● **EXERCISE TASK**
Locate every line below that contains the word "panel" and copy each of those lines. Case matters.

● **Position identification records**
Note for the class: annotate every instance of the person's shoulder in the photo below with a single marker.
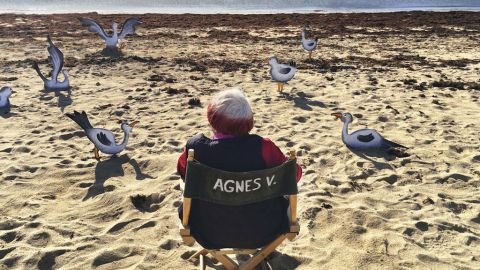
(196, 139)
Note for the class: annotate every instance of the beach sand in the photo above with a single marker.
(414, 77)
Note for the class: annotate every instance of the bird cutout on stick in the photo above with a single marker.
(281, 73)
(102, 139)
(5, 93)
(116, 38)
(57, 60)
(364, 139)
(309, 44)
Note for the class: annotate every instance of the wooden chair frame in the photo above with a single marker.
(258, 255)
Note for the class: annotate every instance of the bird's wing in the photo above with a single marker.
(393, 144)
(365, 138)
(56, 58)
(284, 70)
(129, 27)
(94, 27)
(102, 138)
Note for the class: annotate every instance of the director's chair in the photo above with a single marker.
(201, 189)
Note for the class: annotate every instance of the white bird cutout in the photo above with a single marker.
(309, 44)
(56, 59)
(112, 40)
(281, 73)
(363, 139)
(102, 139)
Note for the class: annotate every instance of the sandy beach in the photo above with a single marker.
(412, 76)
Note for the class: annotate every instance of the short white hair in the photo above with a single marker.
(232, 103)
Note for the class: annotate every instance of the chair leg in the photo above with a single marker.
(262, 254)
(199, 253)
(225, 260)
(202, 262)
(265, 265)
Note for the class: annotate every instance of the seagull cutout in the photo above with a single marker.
(5, 93)
(308, 44)
(363, 139)
(281, 73)
(56, 59)
(102, 139)
(112, 40)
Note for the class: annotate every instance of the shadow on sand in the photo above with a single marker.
(302, 101)
(109, 168)
(64, 100)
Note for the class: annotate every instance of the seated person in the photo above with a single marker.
(233, 149)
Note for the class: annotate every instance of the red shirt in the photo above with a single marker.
(271, 154)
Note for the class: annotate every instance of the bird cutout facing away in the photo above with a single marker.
(111, 41)
(309, 44)
(281, 73)
(56, 59)
(363, 139)
(5, 93)
(102, 139)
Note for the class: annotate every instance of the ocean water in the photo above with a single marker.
(231, 6)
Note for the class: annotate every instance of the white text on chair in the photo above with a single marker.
(247, 185)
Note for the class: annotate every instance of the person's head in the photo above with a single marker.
(229, 113)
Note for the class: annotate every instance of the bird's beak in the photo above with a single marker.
(337, 115)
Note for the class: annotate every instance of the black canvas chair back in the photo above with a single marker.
(239, 188)
(235, 189)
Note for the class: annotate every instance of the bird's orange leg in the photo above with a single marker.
(95, 151)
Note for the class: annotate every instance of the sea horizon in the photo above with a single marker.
(231, 7)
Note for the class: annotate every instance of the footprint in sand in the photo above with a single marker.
(40, 239)
(150, 203)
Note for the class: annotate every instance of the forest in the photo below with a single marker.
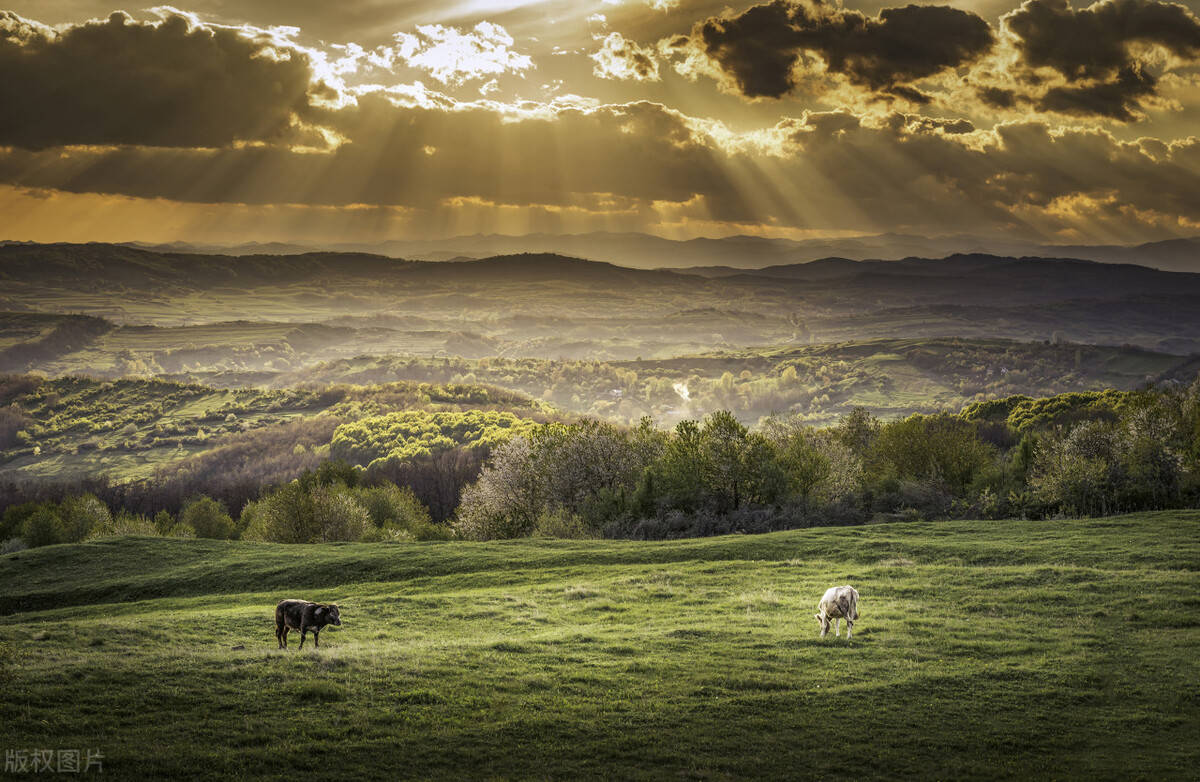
(347, 396)
(496, 474)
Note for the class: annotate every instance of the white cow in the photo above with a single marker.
(838, 603)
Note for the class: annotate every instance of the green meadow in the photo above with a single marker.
(1066, 649)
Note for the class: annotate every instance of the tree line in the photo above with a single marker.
(1072, 455)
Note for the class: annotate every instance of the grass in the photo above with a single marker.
(985, 649)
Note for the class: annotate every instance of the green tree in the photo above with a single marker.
(208, 518)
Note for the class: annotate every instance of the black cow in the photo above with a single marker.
(303, 615)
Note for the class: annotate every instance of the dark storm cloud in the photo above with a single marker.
(1096, 49)
(123, 82)
(825, 170)
(414, 156)
(763, 47)
(1093, 42)
(1116, 100)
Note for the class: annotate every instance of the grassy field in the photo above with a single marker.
(985, 649)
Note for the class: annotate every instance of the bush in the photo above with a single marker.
(42, 528)
(393, 506)
(12, 546)
(294, 513)
(124, 523)
(208, 518)
(81, 516)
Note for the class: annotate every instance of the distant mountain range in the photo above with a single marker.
(720, 257)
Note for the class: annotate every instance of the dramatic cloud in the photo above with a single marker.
(1102, 52)
(766, 47)
(163, 84)
(822, 170)
(454, 56)
(431, 130)
(621, 59)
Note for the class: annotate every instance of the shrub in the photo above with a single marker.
(124, 523)
(81, 516)
(295, 513)
(208, 518)
(42, 528)
(12, 546)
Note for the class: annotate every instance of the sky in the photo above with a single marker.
(364, 120)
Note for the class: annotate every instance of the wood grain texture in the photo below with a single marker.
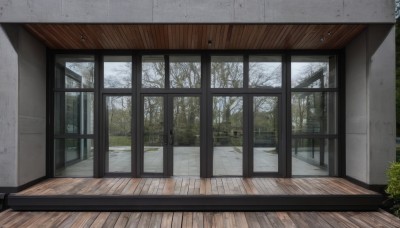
(196, 186)
(198, 219)
(196, 36)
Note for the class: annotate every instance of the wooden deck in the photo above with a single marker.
(195, 194)
(11, 218)
(195, 186)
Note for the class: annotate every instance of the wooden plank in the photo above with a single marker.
(156, 219)
(100, 220)
(134, 219)
(218, 220)
(112, 219)
(198, 220)
(187, 219)
(123, 219)
(177, 220)
(252, 220)
(167, 219)
(145, 219)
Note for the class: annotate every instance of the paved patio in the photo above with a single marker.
(227, 161)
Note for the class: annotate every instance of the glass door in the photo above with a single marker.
(228, 135)
(118, 134)
(184, 133)
(154, 134)
(171, 135)
(265, 138)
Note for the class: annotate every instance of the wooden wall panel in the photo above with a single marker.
(195, 36)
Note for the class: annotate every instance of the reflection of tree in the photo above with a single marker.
(119, 115)
(153, 74)
(265, 121)
(186, 121)
(226, 75)
(153, 121)
(117, 75)
(85, 70)
(308, 112)
(265, 74)
(228, 120)
(311, 75)
(185, 74)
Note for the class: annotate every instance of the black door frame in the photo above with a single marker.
(167, 137)
(205, 92)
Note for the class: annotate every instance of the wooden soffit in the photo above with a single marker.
(196, 36)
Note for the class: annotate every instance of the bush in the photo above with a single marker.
(393, 188)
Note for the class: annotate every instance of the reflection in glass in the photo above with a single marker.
(119, 143)
(73, 157)
(227, 135)
(117, 71)
(186, 136)
(314, 112)
(265, 134)
(185, 71)
(153, 71)
(73, 113)
(226, 72)
(313, 71)
(153, 135)
(265, 71)
(314, 157)
(74, 71)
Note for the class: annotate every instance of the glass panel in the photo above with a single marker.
(117, 72)
(153, 137)
(314, 113)
(266, 134)
(153, 71)
(185, 71)
(313, 71)
(186, 136)
(74, 71)
(73, 157)
(265, 71)
(73, 113)
(228, 135)
(314, 157)
(226, 72)
(119, 143)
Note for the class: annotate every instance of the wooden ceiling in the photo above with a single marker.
(195, 36)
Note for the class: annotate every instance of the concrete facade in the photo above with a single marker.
(370, 69)
(194, 11)
(23, 107)
(370, 104)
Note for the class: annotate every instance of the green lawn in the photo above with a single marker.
(398, 153)
(120, 140)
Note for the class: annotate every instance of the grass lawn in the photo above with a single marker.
(120, 140)
(398, 153)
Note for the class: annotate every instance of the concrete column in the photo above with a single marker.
(8, 107)
(370, 104)
(23, 107)
(32, 109)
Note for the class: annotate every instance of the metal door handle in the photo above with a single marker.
(165, 140)
(171, 137)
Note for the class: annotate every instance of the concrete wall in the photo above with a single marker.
(370, 104)
(8, 107)
(195, 11)
(23, 107)
(32, 109)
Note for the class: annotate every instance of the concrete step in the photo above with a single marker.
(195, 203)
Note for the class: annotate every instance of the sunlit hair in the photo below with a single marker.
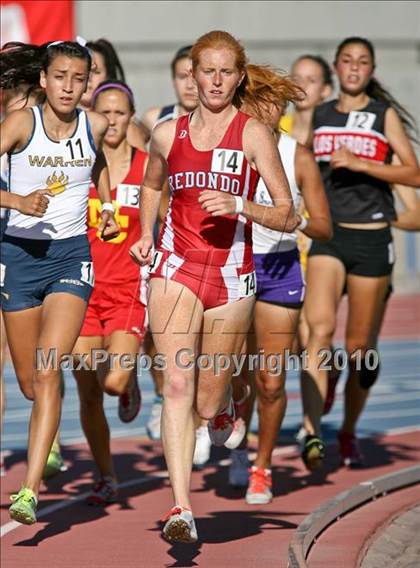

● **EXPECTED ANSWER**
Note for the class: annotate every instance of the wooden wall panel in the photo above with a single marker.
Note for the class: annotate every instance of the glass panel in the photo above with a single marker.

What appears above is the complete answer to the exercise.